EXERCISE DIRECTIONS:
Copy out, word for word, the entries from the line containing "fire in the photo above." through the line containing "(1137, 519)", including both of those lines.

------ RECORDS SHOWN ------

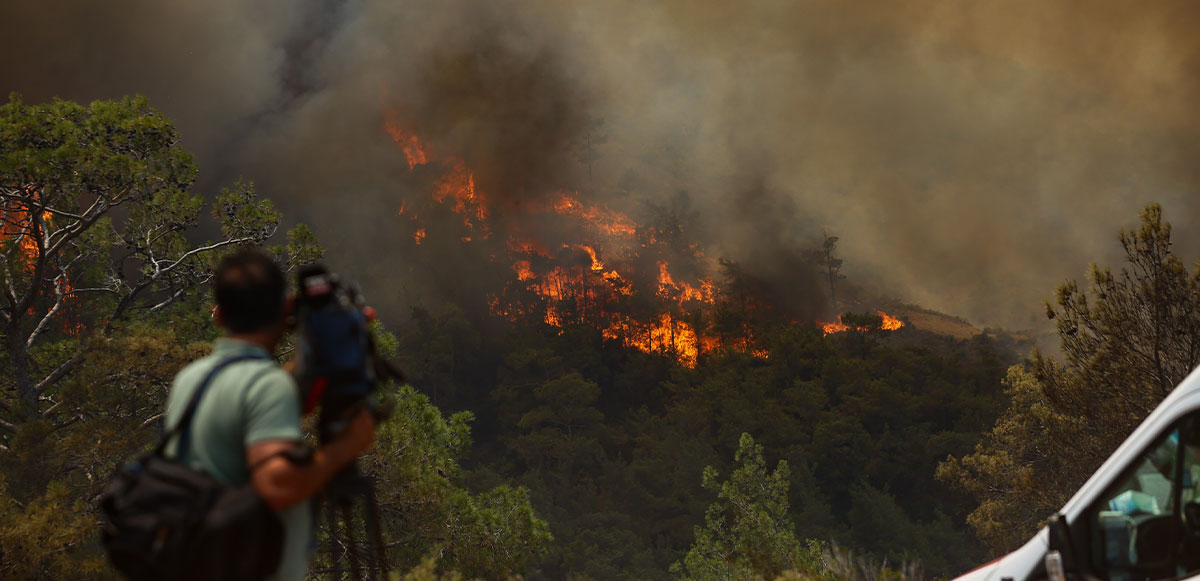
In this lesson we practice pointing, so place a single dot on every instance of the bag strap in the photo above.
(185, 423)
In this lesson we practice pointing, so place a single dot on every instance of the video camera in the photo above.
(337, 364)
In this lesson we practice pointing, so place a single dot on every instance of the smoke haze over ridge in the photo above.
(971, 156)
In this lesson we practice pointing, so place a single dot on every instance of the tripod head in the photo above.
(339, 367)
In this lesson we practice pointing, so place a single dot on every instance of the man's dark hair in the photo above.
(250, 289)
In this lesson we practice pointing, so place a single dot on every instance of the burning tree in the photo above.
(94, 215)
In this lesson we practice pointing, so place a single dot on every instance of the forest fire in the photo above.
(888, 323)
(18, 225)
(599, 279)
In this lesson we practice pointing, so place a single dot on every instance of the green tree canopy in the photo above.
(748, 532)
(1127, 341)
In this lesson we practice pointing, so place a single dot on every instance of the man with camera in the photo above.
(246, 426)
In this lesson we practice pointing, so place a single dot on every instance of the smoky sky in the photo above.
(969, 155)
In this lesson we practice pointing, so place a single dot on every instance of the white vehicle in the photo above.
(1137, 519)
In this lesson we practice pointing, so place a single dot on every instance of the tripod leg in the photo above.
(351, 541)
(375, 535)
(335, 568)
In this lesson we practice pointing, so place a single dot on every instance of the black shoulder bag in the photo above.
(162, 519)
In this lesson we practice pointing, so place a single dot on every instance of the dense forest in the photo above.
(534, 438)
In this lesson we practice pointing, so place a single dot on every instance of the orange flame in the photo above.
(888, 323)
(408, 143)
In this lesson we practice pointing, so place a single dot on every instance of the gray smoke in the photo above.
(969, 155)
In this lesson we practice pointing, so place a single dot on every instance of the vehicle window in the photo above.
(1147, 525)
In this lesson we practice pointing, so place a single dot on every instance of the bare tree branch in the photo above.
(153, 419)
(58, 305)
(59, 372)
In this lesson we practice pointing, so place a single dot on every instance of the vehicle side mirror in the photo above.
(1060, 557)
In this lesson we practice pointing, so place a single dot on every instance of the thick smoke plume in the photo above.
(969, 155)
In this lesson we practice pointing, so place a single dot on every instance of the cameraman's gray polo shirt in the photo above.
(247, 402)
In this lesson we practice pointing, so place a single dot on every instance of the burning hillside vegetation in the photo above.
(571, 261)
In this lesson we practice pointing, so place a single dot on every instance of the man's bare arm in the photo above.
(281, 483)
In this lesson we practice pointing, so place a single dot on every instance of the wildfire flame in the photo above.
(18, 225)
(597, 291)
(888, 323)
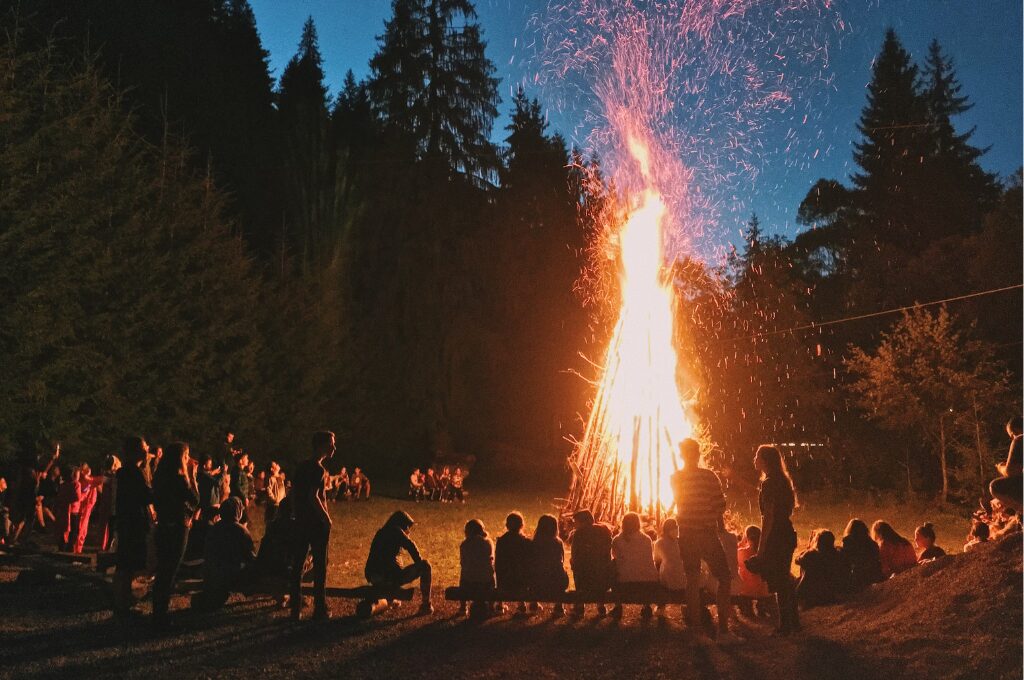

------

FINAL ANSWER:
In this lesson we practice pointing, so place a single dot on every instance of the forest fire in the photo above.
(888, 323)
(18, 225)
(599, 279)
In this lesson we practice pointing, so place a single dot on every instance of the green tree canopy in the photo above.
(748, 532)
(1127, 341)
In this lesson we practice pointing, so place a single dot on every instance of the man with camera in the photo above.
(246, 426)
In this lesson we practice pointing, so place a single dot on every instance of the smoky sky in the photo above.
(969, 155)
In this lesson we practice pointing, so place a single dot on every instance of the white vehicle in the photo above.
(1137, 519)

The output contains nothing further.